Fragmento del texto:
%%

El pico de la
montaña no flota sobre la niebla, aunque eso parezca.
Invisibles,
laderas cada vez más empinadas que arrancan en las profundiades del valle se
fueron verticalizando hasta encumbrarse sobre el gollete neblado.
El pico del
monte de la independencia catalana, que constante y discretamente lleva siglos
empinándose, es hoy Carles Puigdemont, al que han designado para que culmine lo
que unos empezaron y otros no fueron capaces de impedir.
Nace Cataluña
y muere España, que la llevó en su seno durante un embarazo de cinco siglos,
plagado de síntomas abortivos.
Cataluña
empezó su nacimiento definitivo al mismo tiempo que España se empecinó en su
suicidio penitencial:
En 1975, al
enviudar de un general al que todos odiaban en cuanto dejaron de temerle, se
amancebó con La Transición, una fantasía asexual que prometía la felicidad si
se hacía lo contrario de lo que habían hecho bajo el general.

%%

Información aportada:
%%

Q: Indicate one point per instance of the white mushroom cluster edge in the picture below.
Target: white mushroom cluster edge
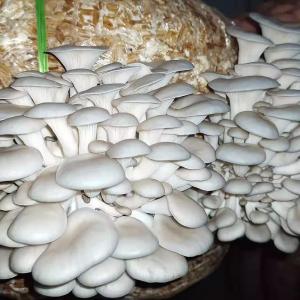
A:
(118, 174)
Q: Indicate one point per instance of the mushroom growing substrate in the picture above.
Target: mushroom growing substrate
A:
(120, 173)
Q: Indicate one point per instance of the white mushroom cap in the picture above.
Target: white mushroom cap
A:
(93, 239)
(200, 148)
(17, 162)
(128, 148)
(46, 189)
(5, 270)
(281, 51)
(241, 154)
(232, 232)
(76, 57)
(148, 188)
(89, 172)
(237, 186)
(160, 266)
(258, 69)
(38, 224)
(23, 259)
(276, 31)
(188, 242)
(106, 271)
(258, 233)
(243, 84)
(186, 211)
(118, 288)
(55, 291)
(81, 291)
(251, 45)
(8, 110)
(167, 151)
(135, 239)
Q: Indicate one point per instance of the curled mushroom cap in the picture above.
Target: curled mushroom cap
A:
(240, 84)
(46, 189)
(241, 154)
(38, 224)
(254, 123)
(167, 151)
(17, 162)
(188, 242)
(89, 172)
(161, 266)
(106, 271)
(135, 240)
(93, 238)
(128, 148)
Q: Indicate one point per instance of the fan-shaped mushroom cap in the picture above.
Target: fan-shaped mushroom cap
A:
(55, 291)
(241, 154)
(46, 189)
(158, 206)
(257, 233)
(8, 110)
(174, 90)
(145, 84)
(23, 259)
(200, 148)
(293, 185)
(281, 51)
(99, 146)
(258, 69)
(255, 124)
(128, 148)
(135, 239)
(276, 31)
(21, 196)
(148, 188)
(159, 122)
(88, 115)
(160, 266)
(50, 110)
(167, 151)
(186, 211)
(20, 125)
(17, 162)
(76, 57)
(289, 112)
(89, 172)
(81, 291)
(38, 224)
(93, 238)
(243, 84)
(5, 221)
(5, 270)
(251, 45)
(188, 242)
(106, 271)
(237, 186)
(280, 144)
(118, 288)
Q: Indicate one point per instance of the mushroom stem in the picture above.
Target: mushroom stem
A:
(65, 136)
(36, 140)
(87, 134)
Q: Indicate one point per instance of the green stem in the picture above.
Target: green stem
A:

%%

Trabajo requerido:
1) Según el fragmento sobre Cataluña, ¿quién es hoy el pico del monte de la independencia catalana?
2) Reproduce el fragmento sobre Cataluña entre "El pico de la" y "el gollete neblado.", ambos incluidos, y renombra "niebla" como "bruma".
3) Enumera todos los nombres propios que aparecen en el fragmento sobre Cataluña.
El material no interviene en esto.

Respuestas numeradas:
1) Carles Puigdemont.

2)
El pico de la
montaña no flota sobre la bruma, aunque eso parezca.
Invisibles,
laderas cada vez más empinadas que arrancan en las profundiades del valle se
fueron verticalizando hasta encumbrarse sobre el gollete neblado.

3)
- Carles Puigdemont
- Cataluña
- España
- La Transición